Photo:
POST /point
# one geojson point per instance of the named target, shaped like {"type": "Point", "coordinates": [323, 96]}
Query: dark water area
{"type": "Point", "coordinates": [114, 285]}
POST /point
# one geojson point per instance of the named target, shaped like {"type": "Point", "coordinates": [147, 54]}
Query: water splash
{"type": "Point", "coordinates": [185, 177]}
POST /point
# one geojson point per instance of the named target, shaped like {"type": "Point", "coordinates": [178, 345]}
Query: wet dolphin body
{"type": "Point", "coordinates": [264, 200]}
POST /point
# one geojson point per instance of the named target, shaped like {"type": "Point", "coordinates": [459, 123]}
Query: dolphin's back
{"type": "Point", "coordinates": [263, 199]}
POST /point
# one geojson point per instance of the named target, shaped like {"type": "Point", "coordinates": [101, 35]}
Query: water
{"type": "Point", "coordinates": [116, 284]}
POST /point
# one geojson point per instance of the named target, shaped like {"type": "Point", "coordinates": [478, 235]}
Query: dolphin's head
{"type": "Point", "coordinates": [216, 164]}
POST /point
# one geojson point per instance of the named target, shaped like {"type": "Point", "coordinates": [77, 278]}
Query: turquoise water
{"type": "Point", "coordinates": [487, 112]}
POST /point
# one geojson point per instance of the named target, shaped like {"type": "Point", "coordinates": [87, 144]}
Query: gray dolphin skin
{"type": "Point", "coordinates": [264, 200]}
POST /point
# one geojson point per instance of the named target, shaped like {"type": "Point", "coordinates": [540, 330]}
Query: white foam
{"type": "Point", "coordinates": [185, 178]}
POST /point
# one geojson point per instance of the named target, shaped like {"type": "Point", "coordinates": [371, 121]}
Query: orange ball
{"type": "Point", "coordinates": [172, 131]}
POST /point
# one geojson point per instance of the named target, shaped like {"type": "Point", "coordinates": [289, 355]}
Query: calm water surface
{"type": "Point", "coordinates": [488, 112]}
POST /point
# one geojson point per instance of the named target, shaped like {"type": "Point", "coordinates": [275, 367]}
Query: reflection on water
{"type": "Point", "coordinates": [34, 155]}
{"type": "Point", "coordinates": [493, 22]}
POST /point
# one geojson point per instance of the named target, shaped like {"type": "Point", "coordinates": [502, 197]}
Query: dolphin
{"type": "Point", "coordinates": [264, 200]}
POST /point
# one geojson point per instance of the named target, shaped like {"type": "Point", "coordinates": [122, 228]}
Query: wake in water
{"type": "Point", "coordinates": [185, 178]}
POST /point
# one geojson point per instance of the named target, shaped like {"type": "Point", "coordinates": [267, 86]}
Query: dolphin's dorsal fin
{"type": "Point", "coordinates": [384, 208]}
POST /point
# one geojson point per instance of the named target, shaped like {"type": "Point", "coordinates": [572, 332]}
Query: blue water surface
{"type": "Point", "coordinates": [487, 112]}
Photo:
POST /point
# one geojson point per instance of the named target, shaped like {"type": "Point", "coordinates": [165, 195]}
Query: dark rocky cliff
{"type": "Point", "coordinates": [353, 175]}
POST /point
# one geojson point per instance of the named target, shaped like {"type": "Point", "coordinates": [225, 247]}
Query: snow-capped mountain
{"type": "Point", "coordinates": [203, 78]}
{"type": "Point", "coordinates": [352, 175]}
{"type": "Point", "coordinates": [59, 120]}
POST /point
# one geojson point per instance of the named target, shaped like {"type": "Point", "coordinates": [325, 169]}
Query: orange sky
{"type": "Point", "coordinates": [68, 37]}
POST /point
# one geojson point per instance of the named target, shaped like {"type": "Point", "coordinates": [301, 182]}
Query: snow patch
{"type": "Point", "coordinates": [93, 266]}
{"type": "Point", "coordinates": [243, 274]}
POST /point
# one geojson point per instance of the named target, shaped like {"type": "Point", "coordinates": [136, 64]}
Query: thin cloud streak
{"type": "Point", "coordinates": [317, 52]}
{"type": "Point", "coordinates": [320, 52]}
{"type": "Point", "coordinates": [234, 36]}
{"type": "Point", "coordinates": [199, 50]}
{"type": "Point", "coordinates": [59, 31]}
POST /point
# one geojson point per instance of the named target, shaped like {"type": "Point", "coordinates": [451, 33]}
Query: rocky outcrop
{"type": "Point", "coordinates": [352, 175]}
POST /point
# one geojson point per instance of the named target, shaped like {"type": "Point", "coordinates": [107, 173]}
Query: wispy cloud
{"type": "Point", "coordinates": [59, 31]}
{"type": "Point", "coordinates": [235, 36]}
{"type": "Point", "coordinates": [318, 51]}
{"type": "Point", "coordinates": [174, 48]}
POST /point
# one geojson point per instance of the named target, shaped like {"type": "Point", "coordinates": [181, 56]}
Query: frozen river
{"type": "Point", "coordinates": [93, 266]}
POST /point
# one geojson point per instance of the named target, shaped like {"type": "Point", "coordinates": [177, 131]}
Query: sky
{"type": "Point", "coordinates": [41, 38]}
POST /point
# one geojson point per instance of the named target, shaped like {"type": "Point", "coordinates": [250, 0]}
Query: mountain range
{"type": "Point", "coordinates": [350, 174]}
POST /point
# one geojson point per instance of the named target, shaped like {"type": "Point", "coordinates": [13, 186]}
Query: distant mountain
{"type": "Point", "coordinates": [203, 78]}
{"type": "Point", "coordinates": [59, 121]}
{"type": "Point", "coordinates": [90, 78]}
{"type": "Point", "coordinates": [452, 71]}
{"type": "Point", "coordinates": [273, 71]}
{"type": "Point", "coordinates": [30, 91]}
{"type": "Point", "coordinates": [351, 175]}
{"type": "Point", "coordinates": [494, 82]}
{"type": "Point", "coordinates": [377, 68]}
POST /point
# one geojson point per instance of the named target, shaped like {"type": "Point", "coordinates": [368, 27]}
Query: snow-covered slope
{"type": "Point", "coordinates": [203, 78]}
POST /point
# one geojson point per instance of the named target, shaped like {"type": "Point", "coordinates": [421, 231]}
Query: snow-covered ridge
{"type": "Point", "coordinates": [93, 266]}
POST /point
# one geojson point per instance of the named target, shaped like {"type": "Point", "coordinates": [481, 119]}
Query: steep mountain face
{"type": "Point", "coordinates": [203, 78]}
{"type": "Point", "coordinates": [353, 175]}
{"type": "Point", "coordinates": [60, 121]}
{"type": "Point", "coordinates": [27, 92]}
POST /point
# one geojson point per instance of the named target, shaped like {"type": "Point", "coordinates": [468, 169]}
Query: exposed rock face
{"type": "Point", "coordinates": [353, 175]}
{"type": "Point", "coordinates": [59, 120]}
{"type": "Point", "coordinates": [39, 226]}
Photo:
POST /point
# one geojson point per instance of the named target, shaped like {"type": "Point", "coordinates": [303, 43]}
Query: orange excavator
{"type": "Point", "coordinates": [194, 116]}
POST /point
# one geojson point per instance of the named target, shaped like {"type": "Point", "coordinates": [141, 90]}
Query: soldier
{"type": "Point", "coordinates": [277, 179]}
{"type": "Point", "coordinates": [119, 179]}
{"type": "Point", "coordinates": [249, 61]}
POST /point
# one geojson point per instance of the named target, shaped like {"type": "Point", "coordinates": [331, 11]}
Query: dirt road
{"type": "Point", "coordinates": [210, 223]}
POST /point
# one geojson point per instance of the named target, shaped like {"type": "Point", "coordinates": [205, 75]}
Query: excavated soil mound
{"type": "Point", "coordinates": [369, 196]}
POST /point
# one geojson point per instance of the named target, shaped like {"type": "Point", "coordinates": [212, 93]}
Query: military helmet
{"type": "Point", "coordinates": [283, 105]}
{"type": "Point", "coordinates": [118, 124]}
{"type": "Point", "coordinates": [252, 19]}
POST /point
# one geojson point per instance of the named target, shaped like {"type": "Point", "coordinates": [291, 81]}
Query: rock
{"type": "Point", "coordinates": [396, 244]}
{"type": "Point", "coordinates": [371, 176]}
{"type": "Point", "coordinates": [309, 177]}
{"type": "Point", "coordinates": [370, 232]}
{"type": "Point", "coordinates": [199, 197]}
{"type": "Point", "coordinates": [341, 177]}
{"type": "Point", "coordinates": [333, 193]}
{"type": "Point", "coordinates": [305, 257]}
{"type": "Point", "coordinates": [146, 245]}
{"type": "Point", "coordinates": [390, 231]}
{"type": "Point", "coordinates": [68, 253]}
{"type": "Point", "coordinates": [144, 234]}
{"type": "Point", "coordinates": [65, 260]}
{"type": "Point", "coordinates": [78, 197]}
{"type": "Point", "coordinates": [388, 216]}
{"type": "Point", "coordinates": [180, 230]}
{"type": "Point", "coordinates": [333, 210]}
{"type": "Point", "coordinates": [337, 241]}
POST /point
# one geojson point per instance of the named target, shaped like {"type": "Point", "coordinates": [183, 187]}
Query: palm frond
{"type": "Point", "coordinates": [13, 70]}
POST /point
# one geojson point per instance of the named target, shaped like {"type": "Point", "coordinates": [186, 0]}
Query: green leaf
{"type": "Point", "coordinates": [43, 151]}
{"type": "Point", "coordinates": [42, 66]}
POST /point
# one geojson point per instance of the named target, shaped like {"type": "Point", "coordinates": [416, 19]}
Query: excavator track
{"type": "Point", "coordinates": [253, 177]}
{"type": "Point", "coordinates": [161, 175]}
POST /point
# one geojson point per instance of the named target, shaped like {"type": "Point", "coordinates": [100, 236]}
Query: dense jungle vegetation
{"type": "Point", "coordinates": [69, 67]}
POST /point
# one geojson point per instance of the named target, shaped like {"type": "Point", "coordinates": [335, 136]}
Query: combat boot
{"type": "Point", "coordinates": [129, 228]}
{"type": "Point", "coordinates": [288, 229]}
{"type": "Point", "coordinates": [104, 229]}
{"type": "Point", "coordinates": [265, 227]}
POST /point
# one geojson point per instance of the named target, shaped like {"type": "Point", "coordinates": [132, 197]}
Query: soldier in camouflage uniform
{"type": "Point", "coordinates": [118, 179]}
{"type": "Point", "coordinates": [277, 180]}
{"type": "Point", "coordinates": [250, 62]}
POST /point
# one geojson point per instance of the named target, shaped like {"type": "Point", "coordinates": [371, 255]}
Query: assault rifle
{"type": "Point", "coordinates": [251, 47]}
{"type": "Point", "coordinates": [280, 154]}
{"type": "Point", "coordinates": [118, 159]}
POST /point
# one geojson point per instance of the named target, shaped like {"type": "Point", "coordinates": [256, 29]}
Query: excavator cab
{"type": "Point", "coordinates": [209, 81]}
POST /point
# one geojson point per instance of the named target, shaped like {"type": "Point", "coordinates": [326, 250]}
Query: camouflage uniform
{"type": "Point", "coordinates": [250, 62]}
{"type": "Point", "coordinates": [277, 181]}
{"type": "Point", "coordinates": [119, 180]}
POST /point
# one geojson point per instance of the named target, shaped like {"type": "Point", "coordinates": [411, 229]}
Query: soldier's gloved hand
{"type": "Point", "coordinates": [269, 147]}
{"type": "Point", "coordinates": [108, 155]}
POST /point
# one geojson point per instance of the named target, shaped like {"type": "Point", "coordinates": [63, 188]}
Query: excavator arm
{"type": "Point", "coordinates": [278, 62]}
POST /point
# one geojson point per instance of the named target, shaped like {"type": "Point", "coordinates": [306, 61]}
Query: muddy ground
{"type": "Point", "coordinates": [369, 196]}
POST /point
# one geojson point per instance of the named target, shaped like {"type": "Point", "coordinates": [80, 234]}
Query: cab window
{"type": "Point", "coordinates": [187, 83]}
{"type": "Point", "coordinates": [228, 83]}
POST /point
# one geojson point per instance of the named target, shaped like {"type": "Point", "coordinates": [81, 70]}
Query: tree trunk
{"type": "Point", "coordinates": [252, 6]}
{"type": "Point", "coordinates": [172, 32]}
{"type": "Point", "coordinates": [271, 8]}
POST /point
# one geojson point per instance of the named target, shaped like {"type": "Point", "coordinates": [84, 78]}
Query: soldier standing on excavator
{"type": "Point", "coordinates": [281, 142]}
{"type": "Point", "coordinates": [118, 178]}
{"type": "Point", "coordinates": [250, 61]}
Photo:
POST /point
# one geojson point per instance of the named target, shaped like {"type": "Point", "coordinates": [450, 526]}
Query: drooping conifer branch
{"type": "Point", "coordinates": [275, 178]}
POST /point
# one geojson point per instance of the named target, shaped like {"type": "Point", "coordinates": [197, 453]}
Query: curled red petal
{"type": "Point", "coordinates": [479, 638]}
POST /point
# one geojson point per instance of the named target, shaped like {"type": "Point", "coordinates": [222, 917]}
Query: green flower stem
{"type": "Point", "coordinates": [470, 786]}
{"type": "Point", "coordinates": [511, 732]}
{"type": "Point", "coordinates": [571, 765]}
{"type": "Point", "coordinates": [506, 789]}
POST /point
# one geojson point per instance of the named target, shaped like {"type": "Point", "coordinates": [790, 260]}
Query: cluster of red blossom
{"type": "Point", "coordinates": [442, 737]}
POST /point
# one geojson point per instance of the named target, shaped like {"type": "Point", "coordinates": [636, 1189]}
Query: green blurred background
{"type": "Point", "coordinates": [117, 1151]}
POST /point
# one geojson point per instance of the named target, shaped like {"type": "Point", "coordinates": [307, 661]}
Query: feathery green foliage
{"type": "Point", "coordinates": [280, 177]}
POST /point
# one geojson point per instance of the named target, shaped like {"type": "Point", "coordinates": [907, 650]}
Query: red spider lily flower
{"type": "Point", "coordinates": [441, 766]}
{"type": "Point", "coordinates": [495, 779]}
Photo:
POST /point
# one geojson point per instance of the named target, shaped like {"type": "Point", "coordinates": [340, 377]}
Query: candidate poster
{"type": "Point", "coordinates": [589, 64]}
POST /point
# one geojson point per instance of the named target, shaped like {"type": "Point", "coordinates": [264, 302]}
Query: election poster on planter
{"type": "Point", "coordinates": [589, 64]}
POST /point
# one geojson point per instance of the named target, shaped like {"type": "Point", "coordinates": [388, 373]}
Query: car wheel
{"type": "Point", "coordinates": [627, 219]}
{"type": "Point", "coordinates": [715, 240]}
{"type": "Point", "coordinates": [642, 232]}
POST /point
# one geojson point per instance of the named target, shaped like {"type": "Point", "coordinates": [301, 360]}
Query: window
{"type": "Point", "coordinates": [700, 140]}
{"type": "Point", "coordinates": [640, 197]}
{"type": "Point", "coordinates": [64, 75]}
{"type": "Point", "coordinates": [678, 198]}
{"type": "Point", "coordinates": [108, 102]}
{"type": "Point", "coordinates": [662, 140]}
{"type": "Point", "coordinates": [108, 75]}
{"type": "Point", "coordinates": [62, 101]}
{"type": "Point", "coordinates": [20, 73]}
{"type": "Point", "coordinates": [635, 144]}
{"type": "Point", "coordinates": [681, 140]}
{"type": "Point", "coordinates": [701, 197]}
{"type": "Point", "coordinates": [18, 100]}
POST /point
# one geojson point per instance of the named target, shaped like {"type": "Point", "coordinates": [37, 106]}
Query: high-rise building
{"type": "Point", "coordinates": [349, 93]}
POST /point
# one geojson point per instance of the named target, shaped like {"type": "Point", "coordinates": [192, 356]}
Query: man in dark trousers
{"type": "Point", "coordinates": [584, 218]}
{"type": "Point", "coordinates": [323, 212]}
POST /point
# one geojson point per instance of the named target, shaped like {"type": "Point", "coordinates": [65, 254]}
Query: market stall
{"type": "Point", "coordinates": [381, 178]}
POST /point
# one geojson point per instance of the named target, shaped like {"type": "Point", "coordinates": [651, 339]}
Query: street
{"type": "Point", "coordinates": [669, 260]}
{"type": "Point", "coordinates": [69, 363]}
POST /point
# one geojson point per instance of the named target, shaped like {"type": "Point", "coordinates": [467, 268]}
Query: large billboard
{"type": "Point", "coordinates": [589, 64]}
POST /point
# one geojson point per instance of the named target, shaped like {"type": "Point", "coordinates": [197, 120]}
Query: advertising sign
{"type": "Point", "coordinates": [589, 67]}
-------------------------
▸ Aim
List each line of the records that contains the string "rocky".

▸ Task output
Query: dark rocky cliff
Query: rocky outcrop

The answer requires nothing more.